オードリー若林の憂鬱


11月28日に放送された『オードリーのオールナイトニッポン』のオープニングのフリートークでは、若林がある悩みを告白していた。

若林: 先程、雑誌の写真撮影をしていたんですけど。
春日: ああ、やりましたね、ニッポン放送内で。
若林: いろんな雑誌とかで写真撮るじゃないですか。
春日: ええ、撮りますねぇ。求められてますねぇ、春日は。
若林: いや、私も求められてることになるんですけども。
春日: 確かに。
若林: カメラマンさんに写真撮ってもらうときに、いろんなポーズの要求があったりするじゃないですか。
春日: まあ、動きがないとつまんないからね。
若林: 今日はちょっと春日さん、(2人で)腕を組むように指示されたの、初めてですね。
春日: 二人が、恋人みたいに腕を組むっていうね。ございましたね。
若林: 結局、組まなかったんですけども(笑)
春日: 組まなんだなぁー(笑)
若林: そうなんですよ。
春日: 30歳のオッサン同士がね、
若林: ちょっと、ご相談なんですけども、
春日: 解決しましょう!
若林: お笑いの雑誌で、アイドル的な側面からのアプローチの雑誌があるじゃないですか。
春日: ございますねー。
若林: 来年が寅年ってことで、虎の被りモノですか、
春日: ま、帽子みたいなやつね。
若林: そうなんですよ、トラの帽子みたいなのを被って、笑顔で、手をこう、招き猫みたいに
春日: ガオーと、
若林: ってやってくださいと言われまして。私、あの、かなり拒否反応が体から出てしまいまして……、春日さんに訊きたいんですけども、これはやるのが正解なんですかね?
春日: いや、やる以外選択肢ないでしょう。
若林: やっぱそうなんですか。
春日: それはだって欲っしてるわけだから。ただやり方って言うのがありますけどね。
若林: やり方が。
春日: 全力で可愛くいくのか、色々やり方はありますよ。でも、「やらない」っていうのはないですよ。
若林: なんですよね。でね、可愛くやってくださいって言われて強烈なブレーキ音が聞こえたんですよ、僕の心のなかに。
春日: ハハハハ。
若林: で、時代的にトンがってる事が面白がられちゃう時代じゃないですか。

**課題要件:**
1) 放送トークについて、次の問いに答えよ。
(a) 番組が放送されたのは何月何日か。
(b) 雑誌の写真撮影で、二人が初めて指示されたポーズは何か。
(c) 虎の被りモノを求められた理由として挙げられている来年の干支は何か。
2) 放送トークのうち、「若林: 先程、雑誌の写真撮影をしていたんですけど。」を含む語句で始まり「指示されたの、初めてですね。」で終わる部分を、一字一句違えずに書き写せ。
このデータは放送トークとは関係のない別個の資料です。

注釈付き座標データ

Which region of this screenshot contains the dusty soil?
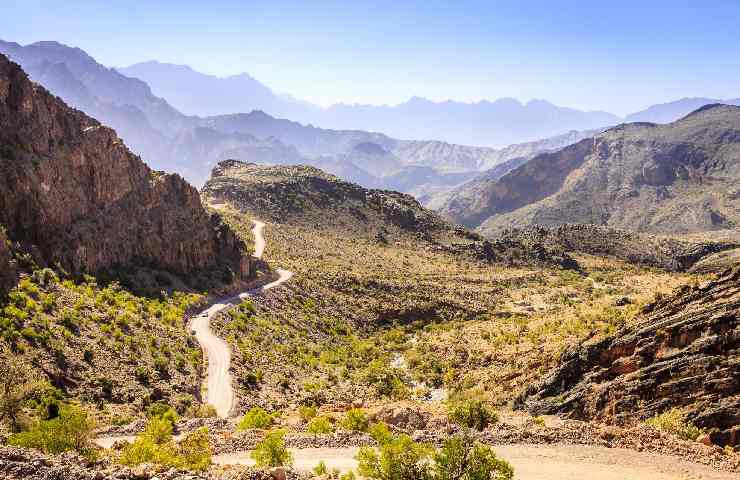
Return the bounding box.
[213,444,737,480]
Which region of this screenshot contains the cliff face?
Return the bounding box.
[519,269,740,445]
[0,55,249,284]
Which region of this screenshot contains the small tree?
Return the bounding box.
[308,415,334,435]
[434,432,514,480]
[8,405,95,458]
[178,427,211,471]
[251,429,293,467]
[237,407,275,430]
[356,424,432,480]
[0,348,43,432]
[447,400,498,431]
[342,408,370,432]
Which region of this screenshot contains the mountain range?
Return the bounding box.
[0,37,600,196]
[117,61,740,147]
[441,104,740,235]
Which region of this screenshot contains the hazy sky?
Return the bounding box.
[5,0,740,114]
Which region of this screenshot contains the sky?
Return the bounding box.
[0,0,740,115]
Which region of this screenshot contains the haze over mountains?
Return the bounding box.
[442,104,740,234]
[0,41,740,226]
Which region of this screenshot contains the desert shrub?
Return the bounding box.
[313,460,329,476]
[342,408,370,432]
[298,405,316,422]
[434,433,514,480]
[356,427,432,480]
[0,350,42,432]
[237,407,275,430]
[118,417,211,471]
[187,403,218,418]
[8,405,95,458]
[447,399,498,431]
[178,427,211,471]
[645,408,704,440]
[146,402,179,427]
[251,429,293,467]
[308,415,334,435]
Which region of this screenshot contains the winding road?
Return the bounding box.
[190,220,293,418]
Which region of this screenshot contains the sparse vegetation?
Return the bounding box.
[8,405,96,459]
[307,415,334,435]
[251,429,293,467]
[645,408,704,440]
[237,407,275,430]
[342,408,370,432]
[447,399,498,431]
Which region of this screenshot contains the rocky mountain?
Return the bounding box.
[119,61,621,148]
[520,269,740,445]
[116,61,320,119]
[499,224,740,272]
[624,97,740,123]
[442,105,740,235]
[322,97,621,147]
[0,42,608,199]
[0,55,249,290]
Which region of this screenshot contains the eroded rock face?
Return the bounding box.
[518,268,740,445]
[0,55,249,284]
[0,229,16,294]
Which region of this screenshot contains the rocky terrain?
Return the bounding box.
[0,40,608,199]
[497,224,737,272]
[0,56,249,290]
[520,269,740,445]
[442,105,740,238]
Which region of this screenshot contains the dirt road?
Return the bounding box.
[190,220,293,418]
[213,445,737,480]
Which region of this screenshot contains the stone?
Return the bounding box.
[515,267,740,446]
[0,55,249,288]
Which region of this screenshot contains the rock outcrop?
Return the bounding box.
[497,224,738,272]
[518,268,740,445]
[203,160,451,232]
[0,55,249,284]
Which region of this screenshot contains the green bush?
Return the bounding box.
[118,417,211,471]
[447,400,498,431]
[308,415,334,435]
[146,402,179,427]
[251,430,293,467]
[434,433,514,480]
[178,427,211,471]
[187,403,218,418]
[8,405,95,458]
[356,428,432,480]
[645,408,704,440]
[342,408,370,432]
[313,460,329,476]
[237,407,275,430]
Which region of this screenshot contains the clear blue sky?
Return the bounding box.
[5,0,740,114]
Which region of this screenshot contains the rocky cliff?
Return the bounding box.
[0,55,249,286]
[518,268,740,445]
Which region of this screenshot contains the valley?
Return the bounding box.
[0,15,740,480]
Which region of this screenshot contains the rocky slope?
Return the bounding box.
[442,105,740,234]
[0,56,249,290]
[519,269,740,445]
[497,224,738,272]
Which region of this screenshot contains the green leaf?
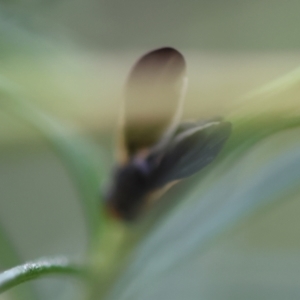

**解答一覧:**
1)
(a) 11月28日
(b) 恋人みたいに腕を組むこと
(c) 寅年

2)
若林: 先程、雑誌の写真撮影をしていたんですけど。
春日: ああ、やりましたね、ニッポン放送内で。
若林: いろんな雑誌とかで写真撮るじゃないですか。
春日: ええ、撮りますねぇ。求められてますねぇ、春日は。
若林: いや、私も求められてることになるんですけども。
春日: 確かに。
若林: カメラマンさんに写真撮ってもらうときに、いろんなポーズの要求があったりするじゃないですか。
春日: まあ、動きがないとつまんないからね。
若林: 今日はちょっと春日さん、(2人で)腕を組むように指示されたの、初めてですね。